== WRITTEN PROBLEM ==
Carry over every entry between the line holding "for the grass" and the line holding "6, 88, 16]]", inclusive, requests included, adding 150 to each box coordinate in the answers but not to any number in the requests or their format samples.

-------- INPUT MATERIAL

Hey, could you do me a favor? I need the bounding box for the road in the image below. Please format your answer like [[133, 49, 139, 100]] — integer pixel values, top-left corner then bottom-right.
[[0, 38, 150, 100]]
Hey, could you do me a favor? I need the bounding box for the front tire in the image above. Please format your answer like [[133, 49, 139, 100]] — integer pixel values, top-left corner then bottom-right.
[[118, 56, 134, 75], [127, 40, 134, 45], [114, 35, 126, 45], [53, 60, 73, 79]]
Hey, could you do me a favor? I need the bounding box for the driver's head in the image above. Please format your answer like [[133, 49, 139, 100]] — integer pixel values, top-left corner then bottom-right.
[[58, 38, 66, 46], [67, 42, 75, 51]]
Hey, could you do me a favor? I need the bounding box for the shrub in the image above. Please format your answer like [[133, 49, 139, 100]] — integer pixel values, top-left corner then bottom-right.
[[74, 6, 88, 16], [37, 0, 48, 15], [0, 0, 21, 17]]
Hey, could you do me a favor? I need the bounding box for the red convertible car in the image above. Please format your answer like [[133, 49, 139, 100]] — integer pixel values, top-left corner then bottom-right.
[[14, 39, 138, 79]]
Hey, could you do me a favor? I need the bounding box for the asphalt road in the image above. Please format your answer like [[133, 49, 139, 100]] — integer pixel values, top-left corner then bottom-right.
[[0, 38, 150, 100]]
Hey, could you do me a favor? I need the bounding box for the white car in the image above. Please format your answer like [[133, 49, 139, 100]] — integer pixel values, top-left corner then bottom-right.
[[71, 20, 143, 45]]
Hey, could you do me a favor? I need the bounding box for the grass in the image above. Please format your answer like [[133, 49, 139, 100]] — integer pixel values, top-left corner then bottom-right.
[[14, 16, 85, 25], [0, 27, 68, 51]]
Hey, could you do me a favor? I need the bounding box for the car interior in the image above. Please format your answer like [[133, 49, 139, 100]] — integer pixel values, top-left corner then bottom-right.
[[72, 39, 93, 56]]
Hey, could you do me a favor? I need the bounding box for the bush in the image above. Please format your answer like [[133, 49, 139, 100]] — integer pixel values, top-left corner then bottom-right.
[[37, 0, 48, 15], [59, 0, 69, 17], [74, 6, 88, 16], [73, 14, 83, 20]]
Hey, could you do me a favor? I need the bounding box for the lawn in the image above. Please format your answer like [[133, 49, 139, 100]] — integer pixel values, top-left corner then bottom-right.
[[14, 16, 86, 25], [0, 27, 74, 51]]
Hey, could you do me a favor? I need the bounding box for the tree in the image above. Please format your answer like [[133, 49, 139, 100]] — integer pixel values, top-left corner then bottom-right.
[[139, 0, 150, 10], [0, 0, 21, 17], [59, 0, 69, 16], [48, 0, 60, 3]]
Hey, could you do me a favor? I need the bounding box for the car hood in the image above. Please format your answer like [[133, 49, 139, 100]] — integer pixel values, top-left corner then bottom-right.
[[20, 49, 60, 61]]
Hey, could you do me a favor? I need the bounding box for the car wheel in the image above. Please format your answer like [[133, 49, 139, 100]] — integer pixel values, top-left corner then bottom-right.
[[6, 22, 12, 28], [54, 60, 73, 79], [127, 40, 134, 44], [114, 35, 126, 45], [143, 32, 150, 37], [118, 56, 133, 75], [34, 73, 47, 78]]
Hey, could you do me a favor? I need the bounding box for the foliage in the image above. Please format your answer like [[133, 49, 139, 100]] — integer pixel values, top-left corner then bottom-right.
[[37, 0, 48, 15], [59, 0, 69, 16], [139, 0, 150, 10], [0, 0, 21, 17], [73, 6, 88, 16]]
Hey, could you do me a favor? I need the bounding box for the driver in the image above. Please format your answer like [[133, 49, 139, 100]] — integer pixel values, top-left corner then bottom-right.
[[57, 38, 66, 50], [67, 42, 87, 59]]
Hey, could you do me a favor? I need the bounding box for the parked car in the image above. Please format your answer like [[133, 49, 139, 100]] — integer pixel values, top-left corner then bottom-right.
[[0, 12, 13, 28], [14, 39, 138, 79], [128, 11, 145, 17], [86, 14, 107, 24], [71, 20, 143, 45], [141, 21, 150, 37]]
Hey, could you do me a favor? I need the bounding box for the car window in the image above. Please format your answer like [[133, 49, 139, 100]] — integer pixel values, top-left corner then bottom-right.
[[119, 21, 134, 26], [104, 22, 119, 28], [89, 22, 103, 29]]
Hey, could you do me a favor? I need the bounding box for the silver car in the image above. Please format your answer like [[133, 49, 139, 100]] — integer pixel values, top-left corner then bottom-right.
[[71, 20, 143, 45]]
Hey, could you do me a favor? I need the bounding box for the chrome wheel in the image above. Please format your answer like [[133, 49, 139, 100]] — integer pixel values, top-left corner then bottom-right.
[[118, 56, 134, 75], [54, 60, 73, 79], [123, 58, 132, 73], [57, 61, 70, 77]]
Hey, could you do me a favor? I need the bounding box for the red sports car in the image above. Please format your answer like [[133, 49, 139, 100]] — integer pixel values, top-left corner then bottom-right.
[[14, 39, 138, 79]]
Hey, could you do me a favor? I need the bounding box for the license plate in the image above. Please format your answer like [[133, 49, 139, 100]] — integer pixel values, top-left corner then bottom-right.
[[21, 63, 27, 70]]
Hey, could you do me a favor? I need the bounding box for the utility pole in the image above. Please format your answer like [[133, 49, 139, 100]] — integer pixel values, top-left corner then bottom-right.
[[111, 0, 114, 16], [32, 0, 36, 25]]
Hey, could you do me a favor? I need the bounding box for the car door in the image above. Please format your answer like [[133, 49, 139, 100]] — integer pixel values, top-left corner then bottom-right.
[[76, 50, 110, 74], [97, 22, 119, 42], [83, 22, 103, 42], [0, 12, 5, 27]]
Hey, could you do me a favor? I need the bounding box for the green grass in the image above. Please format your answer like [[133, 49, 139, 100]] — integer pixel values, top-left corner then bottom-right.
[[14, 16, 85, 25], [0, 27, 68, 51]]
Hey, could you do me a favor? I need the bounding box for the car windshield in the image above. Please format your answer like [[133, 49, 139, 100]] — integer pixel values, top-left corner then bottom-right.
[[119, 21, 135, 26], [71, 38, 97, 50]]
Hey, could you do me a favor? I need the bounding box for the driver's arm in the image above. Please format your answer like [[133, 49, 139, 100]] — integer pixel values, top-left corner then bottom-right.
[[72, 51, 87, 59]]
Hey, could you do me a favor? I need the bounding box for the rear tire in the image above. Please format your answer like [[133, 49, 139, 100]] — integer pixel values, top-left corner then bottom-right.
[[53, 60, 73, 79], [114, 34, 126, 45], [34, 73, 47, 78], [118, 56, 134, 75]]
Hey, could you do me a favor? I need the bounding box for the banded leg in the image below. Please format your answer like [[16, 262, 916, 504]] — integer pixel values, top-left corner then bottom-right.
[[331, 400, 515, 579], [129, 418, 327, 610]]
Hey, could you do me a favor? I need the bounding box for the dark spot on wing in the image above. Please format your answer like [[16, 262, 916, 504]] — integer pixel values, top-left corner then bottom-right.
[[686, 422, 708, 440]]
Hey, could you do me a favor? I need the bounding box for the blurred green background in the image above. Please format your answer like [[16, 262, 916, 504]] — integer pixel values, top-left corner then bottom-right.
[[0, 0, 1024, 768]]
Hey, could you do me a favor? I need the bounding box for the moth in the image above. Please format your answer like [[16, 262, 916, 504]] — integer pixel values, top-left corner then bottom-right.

----------------

== FINAL RESULT ==
Hey, could you do me a favor? I need the bounding box for the grass in the image above. Please format your answer like [[133, 49, 139, 100]] — integer pixel values, top-left corner then bottom-right.
[[164, 166, 235, 175], [150, 177, 218, 201]]
Hey, could you do me a favor? I need the bounding box for the car interior in the image above. Please format your answer like [[133, 49, 139, 100]] — integer pixel values, top-left corner then bottom-right.
[[222, 189, 243, 206]]
Hey, could you do me a favor? I need the bounding box for the bush in the image above. Please format your answer like [[133, 49, 139, 100]] — integer pixel values, top-left corner then bottom-right.
[[187, 150, 198, 165], [209, 150, 219, 167], [224, 156, 238, 166], [223, 164, 233, 170]]
Hey, could you do me a favor? I need the bounding box for the lawn in the image above. Please format your answer like [[133, 49, 139, 100]] — integer pixel values, top-left corner then bottom-right.
[[164, 166, 236, 175], [150, 177, 224, 201]]
Hey, could you do me a favor? I need the bounding box for the tree in the image above. Please format your answer like [[133, 49, 139, 100]] — integer pixel values, top-left corner then bottom-right.
[[289, 150, 300, 160], [150, 150, 171, 167], [209, 150, 219, 166], [198, 150, 210, 153]]
Hey, could you do me a favor? I need the bounding box for the car hood in the image above. Please format your answer like [[133, 49, 139, 100]] — integer pixel values, top-left corner then bottom-right.
[[170, 199, 210, 211]]
Hey, could you do me a favor? I need the bounding box for the car wheel in the image above. Please format your answer like [[133, 49, 139, 100]] — integer pixel values, top-left corner then bottom-right.
[[156, 172, 162, 178], [204, 210, 223, 229], [277, 190, 284, 194], [264, 185, 276, 195], [293, 182, 300, 187], [268, 206, 283, 225], [184, 223, 197, 228]]
Hey, could you do me a favor? I need the bounding box for the foliage in the image above. Please format your answer like [[133, 49, 139, 100]] — integer pixel values, top-left corner then bottom-right.
[[187, 150, 198, 165], [209, 150, 219, 166], [289, 150, 300, 160], [150, 150, 171, 167], [223, 156, 238, 166]]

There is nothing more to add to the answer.